- _TRY IT_: Copy each line of the entries that contains the word "background".

*** Opening MATERIAL PROVIDED ***

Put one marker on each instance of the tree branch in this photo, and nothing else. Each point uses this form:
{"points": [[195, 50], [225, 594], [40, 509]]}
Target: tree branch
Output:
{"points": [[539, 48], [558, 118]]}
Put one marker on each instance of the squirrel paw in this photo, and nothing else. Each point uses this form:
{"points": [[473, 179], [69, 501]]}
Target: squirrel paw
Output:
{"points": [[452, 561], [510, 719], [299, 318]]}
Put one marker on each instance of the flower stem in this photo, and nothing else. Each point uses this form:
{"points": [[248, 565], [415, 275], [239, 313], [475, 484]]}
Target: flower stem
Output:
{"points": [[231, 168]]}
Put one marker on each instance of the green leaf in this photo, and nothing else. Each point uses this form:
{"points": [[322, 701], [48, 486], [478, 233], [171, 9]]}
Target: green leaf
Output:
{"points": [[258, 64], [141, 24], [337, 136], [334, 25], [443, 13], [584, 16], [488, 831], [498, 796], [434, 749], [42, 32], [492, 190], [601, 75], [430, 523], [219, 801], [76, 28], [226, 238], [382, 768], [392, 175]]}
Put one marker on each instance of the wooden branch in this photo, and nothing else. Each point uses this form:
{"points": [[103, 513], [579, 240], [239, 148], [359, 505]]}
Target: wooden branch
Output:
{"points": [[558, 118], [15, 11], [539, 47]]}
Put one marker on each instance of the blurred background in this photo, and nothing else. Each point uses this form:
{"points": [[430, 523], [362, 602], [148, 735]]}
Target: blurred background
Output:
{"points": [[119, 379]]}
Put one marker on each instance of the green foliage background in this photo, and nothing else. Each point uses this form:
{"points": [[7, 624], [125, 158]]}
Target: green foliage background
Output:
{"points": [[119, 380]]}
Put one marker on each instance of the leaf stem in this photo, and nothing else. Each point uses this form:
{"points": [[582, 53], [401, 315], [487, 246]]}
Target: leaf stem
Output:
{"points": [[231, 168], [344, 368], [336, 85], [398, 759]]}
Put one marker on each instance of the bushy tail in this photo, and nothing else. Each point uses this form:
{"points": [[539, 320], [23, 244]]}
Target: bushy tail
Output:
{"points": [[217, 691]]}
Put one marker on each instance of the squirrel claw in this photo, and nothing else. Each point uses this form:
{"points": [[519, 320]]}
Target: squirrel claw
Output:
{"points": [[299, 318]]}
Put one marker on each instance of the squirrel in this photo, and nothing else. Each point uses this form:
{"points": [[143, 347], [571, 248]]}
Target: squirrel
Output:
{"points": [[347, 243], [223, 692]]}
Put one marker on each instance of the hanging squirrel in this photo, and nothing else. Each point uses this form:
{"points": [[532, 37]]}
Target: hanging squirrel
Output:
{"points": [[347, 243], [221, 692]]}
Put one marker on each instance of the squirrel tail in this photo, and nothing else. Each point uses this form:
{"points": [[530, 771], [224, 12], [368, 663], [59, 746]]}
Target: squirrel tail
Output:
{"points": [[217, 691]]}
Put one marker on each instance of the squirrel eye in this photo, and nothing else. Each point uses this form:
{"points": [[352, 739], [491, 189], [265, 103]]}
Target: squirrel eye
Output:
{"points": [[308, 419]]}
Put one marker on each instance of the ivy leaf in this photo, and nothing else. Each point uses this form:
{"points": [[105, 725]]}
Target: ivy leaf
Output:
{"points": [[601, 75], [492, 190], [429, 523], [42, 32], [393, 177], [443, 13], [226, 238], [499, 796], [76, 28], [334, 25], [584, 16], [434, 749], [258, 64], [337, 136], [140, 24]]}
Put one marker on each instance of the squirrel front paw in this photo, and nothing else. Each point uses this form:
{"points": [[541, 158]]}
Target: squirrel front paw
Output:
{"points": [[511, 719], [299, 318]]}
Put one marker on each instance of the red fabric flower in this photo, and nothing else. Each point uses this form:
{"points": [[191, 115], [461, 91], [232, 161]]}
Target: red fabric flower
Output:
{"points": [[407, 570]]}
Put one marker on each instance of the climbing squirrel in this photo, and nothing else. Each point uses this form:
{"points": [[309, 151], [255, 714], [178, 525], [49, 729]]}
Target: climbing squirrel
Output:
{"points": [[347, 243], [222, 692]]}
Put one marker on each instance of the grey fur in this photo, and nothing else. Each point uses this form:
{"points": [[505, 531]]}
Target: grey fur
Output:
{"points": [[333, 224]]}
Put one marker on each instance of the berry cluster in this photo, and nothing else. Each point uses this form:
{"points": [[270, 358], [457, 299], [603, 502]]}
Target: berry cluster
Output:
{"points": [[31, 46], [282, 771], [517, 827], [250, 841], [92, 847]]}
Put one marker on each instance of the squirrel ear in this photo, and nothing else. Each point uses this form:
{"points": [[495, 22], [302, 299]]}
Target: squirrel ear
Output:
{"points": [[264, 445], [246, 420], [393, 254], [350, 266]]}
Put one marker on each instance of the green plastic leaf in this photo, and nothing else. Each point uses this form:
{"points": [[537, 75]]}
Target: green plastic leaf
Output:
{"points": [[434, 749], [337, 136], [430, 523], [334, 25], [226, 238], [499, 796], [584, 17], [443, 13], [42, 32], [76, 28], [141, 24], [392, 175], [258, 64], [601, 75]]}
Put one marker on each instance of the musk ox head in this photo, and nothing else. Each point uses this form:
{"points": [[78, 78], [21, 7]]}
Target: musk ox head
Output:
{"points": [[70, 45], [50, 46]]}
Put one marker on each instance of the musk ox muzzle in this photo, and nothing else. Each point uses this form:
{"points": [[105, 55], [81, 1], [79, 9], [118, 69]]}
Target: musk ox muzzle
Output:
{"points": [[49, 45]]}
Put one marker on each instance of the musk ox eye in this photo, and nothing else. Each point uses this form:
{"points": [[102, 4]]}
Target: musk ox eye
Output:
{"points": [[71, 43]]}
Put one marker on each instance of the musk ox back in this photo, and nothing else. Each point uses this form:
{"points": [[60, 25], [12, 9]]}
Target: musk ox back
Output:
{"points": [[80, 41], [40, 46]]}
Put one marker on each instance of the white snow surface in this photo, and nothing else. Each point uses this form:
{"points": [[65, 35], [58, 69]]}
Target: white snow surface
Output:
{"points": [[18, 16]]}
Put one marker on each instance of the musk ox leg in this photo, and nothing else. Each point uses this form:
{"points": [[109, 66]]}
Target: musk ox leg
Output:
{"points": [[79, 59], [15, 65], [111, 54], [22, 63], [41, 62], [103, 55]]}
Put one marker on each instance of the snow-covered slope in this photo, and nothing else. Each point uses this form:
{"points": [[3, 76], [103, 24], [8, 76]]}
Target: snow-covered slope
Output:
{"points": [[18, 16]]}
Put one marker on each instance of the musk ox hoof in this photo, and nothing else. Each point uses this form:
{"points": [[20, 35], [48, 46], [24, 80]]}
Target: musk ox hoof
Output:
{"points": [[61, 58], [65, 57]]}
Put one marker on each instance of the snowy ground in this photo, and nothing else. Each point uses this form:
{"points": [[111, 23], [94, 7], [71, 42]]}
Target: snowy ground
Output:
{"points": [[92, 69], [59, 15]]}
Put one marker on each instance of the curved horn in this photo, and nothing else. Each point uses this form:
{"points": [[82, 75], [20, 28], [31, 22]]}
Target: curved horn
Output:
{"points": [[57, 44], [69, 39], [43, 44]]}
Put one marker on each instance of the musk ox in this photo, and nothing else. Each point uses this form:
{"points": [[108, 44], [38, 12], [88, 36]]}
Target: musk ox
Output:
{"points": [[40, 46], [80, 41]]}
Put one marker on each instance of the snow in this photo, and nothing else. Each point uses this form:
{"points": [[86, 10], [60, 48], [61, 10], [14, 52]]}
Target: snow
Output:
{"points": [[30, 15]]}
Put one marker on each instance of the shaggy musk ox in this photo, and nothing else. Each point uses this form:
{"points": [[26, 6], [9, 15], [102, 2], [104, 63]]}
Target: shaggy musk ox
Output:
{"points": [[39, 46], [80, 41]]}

*** Closing MATERIAL PROVIDED ***

- _ANSWER TO THE EXERCISE_:
Put one marker on each instance of the blurred background in this photo, and nothing else. Each point uses this form:
Target: blurred background
Put one marker on each instance of the green foliage background in this photo, and nothing else. Each point uses this form:
Target: green foliage background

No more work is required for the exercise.